Extrait du document:
******************************
Ils ont beaucoup travaillé à la mise au point des tirs indirects encadrant
l'objectif sans préparation, ce qui a beaucoup économisé les munitions
pendant les jours de tir en juin 1940.
Sahuc mentionne les manoeuvres de soutien mutuel, je pense qu'il veut dire
protection réciproque ou épouillage Dans ce cas, le canon de 75 ou la
mitrailleuse tire sur l'ouvrage voisin ou la casemate voisine supposée attaquée
par l'ennemi. Ce dernier est à découvert et vulnérable. Les armes sous béton
ne craignent rien.
Sahuc mentionne aussi les manoeuvres concentrées de feux sur un objectif
important. Je ne crois pas que nos artilleurs aient souvent concentré leurs
feux en juin 1940, car il n'y en a pas eu besoin. La concentration de plusieurs
batteries était une méthode de 14/18 ; comme la dispersion des impacts était
plus grande que dans l'artillerie de forteresse, il fallait pilonner les tranchées
adverses pour faire cesser le tir allemand.
A Verdun, en 1916, on préparait en calculant et en déplaçant des pièces
pendant une heure, une concentration de feux qui pouvait durer des heures. A
Schoenenbourg en juin 1940, une patrouille allemande était encadrée trois
minutes après qu'un observatoire l'ait localisée au périscope.
Le calculateur Sahuc choisissait les cartons à l'échelle du 1/10.000e, il
cherchait sur les coordonnées de l'observatoire et pointait son crayon sur la
patrouille allemande, et livrait les coordonnées qu'il allait prescrire à la
tourelle par le téléphone.
On l'appelait "calculateur" ; tout était préparé depuis que le
carton avait été tracé. Ce n'était pas là le gros du calcul.
******************************
Données recueillies:
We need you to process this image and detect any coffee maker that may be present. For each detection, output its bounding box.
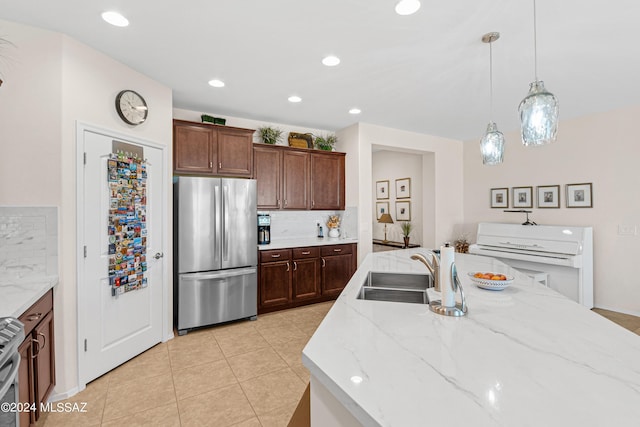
******************************
Consigne: Reprenez le texte sur l'artillerie de forteresse en juin 1940 et poursuivez-le après sa dernière phrase. Les données proviennent d'une source distincte.

Résultat de l'exercice:
Les artilleurs apportaient des éléments de correction selon la munition et le
lot de poudre (corrections balistiques), selon le vent et la température et la
pression de l'air (corrections aérologiques), selon l'usure du tube.
C'est un domaine que je connais mal et il est normal que les calculateurs aient
eu à s'entraîner.
Présence du commandant Reynier au P.C.A.
Il y avait une bonne raison à ce que le commandant ne pénètre pas au PCA,
c'est la jalousie du chef d'escadron Rodolphe. Vous le connaissez par son livre
"Combats sur la Ligne Maginot". Rodolphe a eu le grand mérite de
faire tenir le journal de bord par le Lt Skorochod et de le publier après la
guerre. Il était aussi un ardent et zélé patriote ; son ancien ordonnance
racontait vers 1980, au repas de l'amicale, la manière dont il lisait à madame
Rodolphe l'Echo de Paris - ancêtre du Figaro - en déplorant les audaces
d'Hitler et les insouciances de nos hommes politiques. Dans son zèle à bien
faire, il entendait vérifier les détails, même en dehors de son domaine
d'artilleur.
Le commandant Rodolphe (commandant du groupement d'artillerie du S.F.H.).
En 1938, je venais de Haguenau une ou deux fois par semaine faire l'avenant de
l'entreprise Thierrée qui faisait des drains et appliquait des enduits étanches
au Schoenenbourg. Il m'arrivait de rencontrer Rodolphe qui venait souvent de
Drachenbronn. Chaque fois, il trouvait le moyen de m'expliquer que Thierrée s'y
prenait mal et aurait dû commencer par l'autre bout, ou travailler ailleurs que
le génie l'avait prescrit. J'ai compris plus tard, qu'en artillerie de
forteresse, Rodolphe entendait appliquer les méthodes de l'artillerie de
campagne de 1918, en particulier les concentrations d'artillerie. Cortasse, en
silence, le laissait dire et Reynier, finaud, ne s'en mêlait pas. Je n'ai vu le
commandant qu'une fois dans le P.C.A, la nuit du 17 juin dans laquelle s'est
replié le P.A. 7 du lieutenant Meyer.
Cortasse avait demandé conseil à Reynier qui avait été aux avant-postes et
préparé des tirs pour encager le P.A. 7 ; tirs numérotés sur les chemins
creux ou les limites que Meyer pouvait surveiller autour de lui. Quand Meyer
demandait le tir n°2, Cortasse savait qu'il devait arroser d'obus le bosquet n°2
où Meyer apercevait les Fritz. Tout ceci se passait dans la lumière tamisée
du P.C.A. Personne ne se serait douté que, penchés sur le plan directeur,
Reynier et Cortasse s'occupaient de sauver la vie d'une vingtaine de Français
du 79e RIF se repliant d'Aschbach vers le Sud.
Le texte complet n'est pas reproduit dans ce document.